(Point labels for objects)
•••••
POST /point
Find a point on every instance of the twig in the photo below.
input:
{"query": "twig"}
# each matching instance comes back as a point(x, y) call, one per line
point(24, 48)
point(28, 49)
•••••
● Aim: Please recast the data above as a two-column CSV with the columns "prompt" and "points", giving one row for each entry. Put each entry's text and its answer in one quoted field each, with line breaks replaced by spaces.

● The result:
prompt,points
"POST /point Find a point on every instance of the twig in the photo below. input: {""query"": ""twig""} # each matching instance comes back as a point(x, y) call, one per line","point(24, 48) point(28, 49)"